According to the news report on the Omicron variant, how many new coronavirus infections did South Africa register in its latest daily figures?

Source document:
:::::

In South Africa, which was the first country to report the highly mutated variant, 8,561 new coronavirus infections were registered in the latest daily figures - around double the 4,400 cases confirmed the day before.
Although only a limited number of positive tests have been analysed, the country's National Institute for Communicable Diseases (NICD) has said more than 70% of all the virus genomes it sequenced last month have been of the new variant.
"It looks like there is a predominance of Omicron throughout the country," Professor Anne von Gottberg, from the NCID, told a World Health Organization news briefing on Thursday.
"The numbers are increasing very, very quickly. We are up to 8,000 (daily cases), I think we'll be up to 10,000 today."
Designated a "variant of concern", Omicron has now been detected in at least 24 countries around the world, according to the WHO, with at least 32 cases identified in the UK so far.
On Thursday, India confirmed its first cases of the Omicron coronavirus variant in two people who travelled abroad.
The country's health ministry said the cases include two men in southern Karnataka state who came from overseas - without specifying which country.

:::::

Excerpted data:

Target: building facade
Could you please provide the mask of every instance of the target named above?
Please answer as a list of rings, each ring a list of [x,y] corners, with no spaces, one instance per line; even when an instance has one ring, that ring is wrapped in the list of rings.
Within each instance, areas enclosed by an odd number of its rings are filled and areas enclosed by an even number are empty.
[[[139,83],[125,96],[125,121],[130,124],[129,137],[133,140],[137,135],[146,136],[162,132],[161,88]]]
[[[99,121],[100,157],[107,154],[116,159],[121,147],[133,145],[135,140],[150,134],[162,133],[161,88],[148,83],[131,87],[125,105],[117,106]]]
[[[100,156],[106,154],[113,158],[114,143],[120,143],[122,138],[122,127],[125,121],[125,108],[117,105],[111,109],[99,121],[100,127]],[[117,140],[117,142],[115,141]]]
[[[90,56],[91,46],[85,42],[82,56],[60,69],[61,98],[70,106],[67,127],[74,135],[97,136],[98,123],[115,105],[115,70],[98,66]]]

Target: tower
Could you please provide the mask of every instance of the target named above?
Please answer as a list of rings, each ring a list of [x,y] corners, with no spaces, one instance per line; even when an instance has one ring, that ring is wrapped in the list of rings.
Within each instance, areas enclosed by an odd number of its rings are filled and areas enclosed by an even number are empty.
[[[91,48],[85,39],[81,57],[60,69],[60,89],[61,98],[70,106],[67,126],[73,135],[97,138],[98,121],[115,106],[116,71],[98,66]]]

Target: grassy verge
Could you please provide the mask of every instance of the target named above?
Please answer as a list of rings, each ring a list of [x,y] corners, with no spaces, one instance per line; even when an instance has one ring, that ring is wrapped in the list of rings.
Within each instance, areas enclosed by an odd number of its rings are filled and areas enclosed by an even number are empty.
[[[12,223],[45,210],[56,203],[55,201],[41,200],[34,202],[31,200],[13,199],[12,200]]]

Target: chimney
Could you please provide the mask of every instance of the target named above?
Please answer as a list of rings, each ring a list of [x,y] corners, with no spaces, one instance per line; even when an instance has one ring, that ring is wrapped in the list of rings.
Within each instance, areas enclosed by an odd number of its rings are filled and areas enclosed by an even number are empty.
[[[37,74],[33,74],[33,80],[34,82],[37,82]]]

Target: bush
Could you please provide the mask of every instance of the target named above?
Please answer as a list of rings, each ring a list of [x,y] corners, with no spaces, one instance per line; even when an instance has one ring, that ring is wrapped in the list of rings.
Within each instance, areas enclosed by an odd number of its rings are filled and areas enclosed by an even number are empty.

:::::

Answer to the exercise:
8,561 new infections